*RECORDS SHOWN*:
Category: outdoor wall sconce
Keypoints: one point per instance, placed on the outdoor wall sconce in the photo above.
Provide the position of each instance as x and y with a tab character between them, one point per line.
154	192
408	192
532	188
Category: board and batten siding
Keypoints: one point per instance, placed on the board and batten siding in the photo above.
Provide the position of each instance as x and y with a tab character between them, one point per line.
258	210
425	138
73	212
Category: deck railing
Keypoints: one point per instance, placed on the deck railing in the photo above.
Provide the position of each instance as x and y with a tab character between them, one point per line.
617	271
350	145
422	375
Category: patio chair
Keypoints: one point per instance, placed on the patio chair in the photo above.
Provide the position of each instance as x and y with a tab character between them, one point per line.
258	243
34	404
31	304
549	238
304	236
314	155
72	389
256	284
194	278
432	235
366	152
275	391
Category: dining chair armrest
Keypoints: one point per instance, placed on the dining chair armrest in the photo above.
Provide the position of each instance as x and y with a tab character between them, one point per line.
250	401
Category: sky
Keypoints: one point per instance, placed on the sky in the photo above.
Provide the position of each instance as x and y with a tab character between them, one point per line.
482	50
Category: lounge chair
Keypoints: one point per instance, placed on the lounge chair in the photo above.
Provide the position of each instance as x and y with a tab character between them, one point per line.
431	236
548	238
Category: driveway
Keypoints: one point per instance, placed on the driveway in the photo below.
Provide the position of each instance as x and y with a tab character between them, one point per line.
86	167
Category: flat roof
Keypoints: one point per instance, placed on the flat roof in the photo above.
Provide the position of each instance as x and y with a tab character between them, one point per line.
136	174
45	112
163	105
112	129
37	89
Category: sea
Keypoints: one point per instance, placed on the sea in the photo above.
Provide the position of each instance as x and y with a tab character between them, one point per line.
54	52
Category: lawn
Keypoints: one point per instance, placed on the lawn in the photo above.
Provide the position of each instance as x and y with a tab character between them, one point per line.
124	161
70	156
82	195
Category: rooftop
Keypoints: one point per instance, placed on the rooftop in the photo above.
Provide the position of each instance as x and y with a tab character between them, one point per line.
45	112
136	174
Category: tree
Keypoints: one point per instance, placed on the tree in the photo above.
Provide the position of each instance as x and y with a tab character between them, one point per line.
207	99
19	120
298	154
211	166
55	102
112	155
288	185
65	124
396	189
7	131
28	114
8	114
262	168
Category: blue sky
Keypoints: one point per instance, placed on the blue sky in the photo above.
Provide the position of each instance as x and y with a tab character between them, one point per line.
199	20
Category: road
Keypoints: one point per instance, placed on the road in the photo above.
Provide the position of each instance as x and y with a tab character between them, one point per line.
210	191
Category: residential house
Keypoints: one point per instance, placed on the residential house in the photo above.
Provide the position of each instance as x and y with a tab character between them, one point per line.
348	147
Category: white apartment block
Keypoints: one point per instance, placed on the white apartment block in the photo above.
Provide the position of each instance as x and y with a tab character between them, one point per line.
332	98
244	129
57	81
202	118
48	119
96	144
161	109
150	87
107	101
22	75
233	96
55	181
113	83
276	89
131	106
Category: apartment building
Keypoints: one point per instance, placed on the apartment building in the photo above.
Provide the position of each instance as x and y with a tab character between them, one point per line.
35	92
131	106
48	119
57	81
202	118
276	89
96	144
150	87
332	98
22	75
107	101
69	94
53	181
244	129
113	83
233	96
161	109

*INSTRUCTION*:
Recast the data above as a Markdown table with two columns, Row and Line, giving each line its own numbered row and leaving out any blank lines.

*ANSWER*:
| Row | Line |
|---|---|
| 1 | Category: outdoor wall sconce |
| 2 | Keypoints: one point per instance, placed on the outdoor wall sconce in the photo above. |
| 3 | Provide the position of each instance as x and y with a tab character between them, one point per line. |
| 4 | 154	192 |
| 5 | 408	192 |
| 6 | 532	188 |
| 7 | Category: board and batten siding |
| 8 | Keypoints: one point per instance, placed on the board and batten siding in the photo above. |
| 9 | Provide the position of each instance as x and y with a tab character between them, one point per line. |
| 10 | 258	210 |
| 11 | 425	138 |
| 12 | 73	212 |
| 13 | Category: deck railing |
| 14 | Keypoints: one point per instance, placed on the deck railing in the photo above. |
| 15 | Provide the position of each instance as x and y with a tab character between them, one point per line. |
| 16 | 617	271 |
| 17 | 350	145 |
| 18 | 422	375 |
| 19 | Category: patio chair |
| 20 | Keypoints: one point per instance, placed on the patio chair in the photo above. |
| 21 | Provide the position of each instance as x and y with a tab character between them, one point per line. |
| 22 | 258	243 |
| 23 | 34	404 |
| 24 | 31	304 |
| 25 | 549	238 |
| 26 | 304	236 |
| 27 | 314	155 |
| 28 | 72	389 |
| 29 | 256	284 |
| 30 | 194	278 |
| 31 | 432	235 |
| 32 | 366	152 |
| 33 | 275	391 |
| 34 | Category: dining chair armrest |
| 35 | Keypoints: one point per instance, placed on the dining chair armrest in the photo above. |
| 36 | Provide the position of each instance as x and y with a tab character between them, one point per line. |
| 37 | 250	401 |
| 38 | Category: sky |
| 39 | Keypoints: one point per instance, placed on the sky in the photo above. |
| 40 | Provide the position of each instance as x and y with a tab character between them, one point per line. |
| 41 | 482	50 |
| 42 | Category: lounge chair |
| 43 | Keypoints: one point per instance, placed on the lounge chair in the photo above. |
| 44 | Provide the position of each instance as x and y with a tab character between them, one point per line. |
| 45 | 431	236 |
| 46 | 548	238 |
| 47 | Category: driveway |
| 48 | Keypoints: one point per instance, placed on the driveway in the photo below. |
| 49 | Provide the position of each instance as x and y with a tab character between them, one point per line. |
| 50 | 86	167 |
| 51 | Category: flat roof |
| 52 | Keypoints: one point per instance, placed on the flat roof in the photo above. |
| 53 | Provide the position of each instance as x and y with a tab character between them, one point per line. |
| 54 | 136	174 |
| 55 | 45	112 |
| 56 | 163	105 |
| 57 | 112	129 |
| 58 | 37	89 |
| 59 | Category: sea |
| 60 | Keypoints: one point per instance, placed on the sea in the photo above. |
| 61 | Provide the position of each instance as x and y with a tab character between them, one point per line. |
| 62 | 54	52 |
| 63 | Category: lawn |
| 64 | Keypoints: one point per instance, placed on the lawn in the photo above. |
| 65 | Provide the position of each instance as x and y with a tab character between them, one point per line. |
| 66 | 124	161 |
| 67 | 70	156 |
| 68 | 82	195 |
| 69 | Category: rooftop |
| 70 | Keypoints: one point per instance, placed on the rooftop in the photo above. |
| 71 | Provide the position of each instance as x and y with a tab character between them, one point per line. |
| 72 | 45	112 |
| 73 | 136	174 |
| 74 | Category: tree |
| 75 | Keypoints: one point per instance, placed on the tree in the photo above. |
| 76 | Provide the position of each instance as x and y with a tab character between them, one point per line. |
| 77 | 207	99 |
| 78 | 19	120 |
| 79 | 298	154 |
| 80 | 211	166 |
| 81 | 55	102 |
| 82 | 112	155 |
| 83 | 288	185 |
| 84 | 65	124 |
| 85 | 396	189 |
| 86 | 7	131 |
| 87 | 28	114 |
| 88 | 8	114 |
| 89 | 262	168 |
| 90 | Category: blue sky |
| 91 | Keypoints: one point per instance, placed on the blue sky in the photo above. |
| 92 | Provide the position of each instance as x and y with a tab character between them, one point per line. |
| 93 | 199	20 |
| 94 | Category: road |
| 95 | Keypoints: one point per instance, placed on the road in the photo above. |
| 96 | Provide the position of each instance as x and y with a tab character between them, one point per line. |
| 97 | 210	191 |
| 98 | Category: residential house |
| 99 | Keypoints: one point per instance, placed on the residential house in the photo above. |
| 100 | Provide the position of each instance as x and y with a tab character between them, one point per line. |
| 101 | 348	147 |
| 102 | Category: white apartment block |
| 103 | Keypoints: one point per instance, placed on the white apartment block in the photo above. |
| 104 | Provide the position of each instance as x and y with a tab character between them, one point per line. |
| 105 | 332	98 |
| 106 | 244	129 |
| 107 | 57	81 |
| 108 | 202	118 |
| 109 | 48	119 |
| 110 | 96	144 |
| 111 | 161	109 |
| 112 | 150	87 |
| 113 | 107	101 |
| 114 | 22	75 |
| 115 | 233	96 |
| 116 | 55	181 |
| 117 | 113	83 |
| 118 | 276	89 |
| 119 | 131	106 |
| 120 | Category: apartment building |
| 121 | Keypoints: one point per instance, placed on the apartment building in the photo above. |
| 122 | Provide the position of each instance as x and y with a tab character between them, one point per line. |
| 123 | 35	92 |
| 124 | 131	106 |
| 125 | 48	119 |
| 126 | 57	81 |
| 127 | 202	118 |
| 128 | 276	89 |
| 129 | 96	144 |
| 130 | 150	87 |
| 131 | 332	98 |
| 132 | 22	75 |
| 133 | 107	101 |
| 134 | 69	94 |
| 135 | 53	181 |
| 136 | 244	129 |
| 137 | 113	83 |
| 138 | 233	96 |
| 139 | 161	109 |